## STATED EXERCISE
Convert every item below into a two-column CSV with the header instruction,response. Give one row per item: put the item's text in the first field and its answer in the second, enclose each field in quotation marks, replace line breaks with spaces, and leave out the pictures.

## EXTRACTED DATA
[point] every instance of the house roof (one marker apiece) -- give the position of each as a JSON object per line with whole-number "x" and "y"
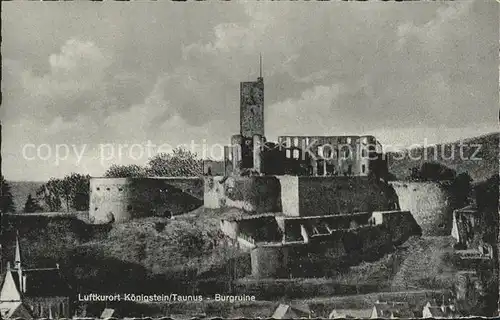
{"x": 107, "y": 313}
{"x": 351, "y": 313}
{"x": 386, "y": 310}
{"x": 441, "y": 311}
{"x": 285, "y": 310}
{"x": 46, "y": 282}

## CORRECT RESPONSE
instruction,response
"[point] every instance of the house roof (one marker apiece) -- give the position of each as a JSON object per line with whole-number ""x"" and ""y""","{""x"": 107, ""y"": 313} {""x"": 351, ""y"": 313} {""x"": 386, ""y"": 310} {""x"": 441, ""y"": 311} {""x"": 285, ""y"": 310} {""x"": 46, ""y"": 282}"